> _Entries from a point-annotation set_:
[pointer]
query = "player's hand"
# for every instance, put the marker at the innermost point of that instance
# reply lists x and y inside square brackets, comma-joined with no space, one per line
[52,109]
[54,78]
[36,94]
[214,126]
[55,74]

> _GIVEN TASK_: Rewrite the entries above as a numbered list, dropping any blank lines.

> _EXPECTED ANSWER_:
1. [pointer]
2. query = "player's hand"
3. # for every instance, put the marker at the innermost point of that instance
4. # reply lists x and y inside square brackets, comma-joined with no space, one per line
5. [52,109]
6. [54,78]
7. [36,94]
8. [214,126]
9. [55,74]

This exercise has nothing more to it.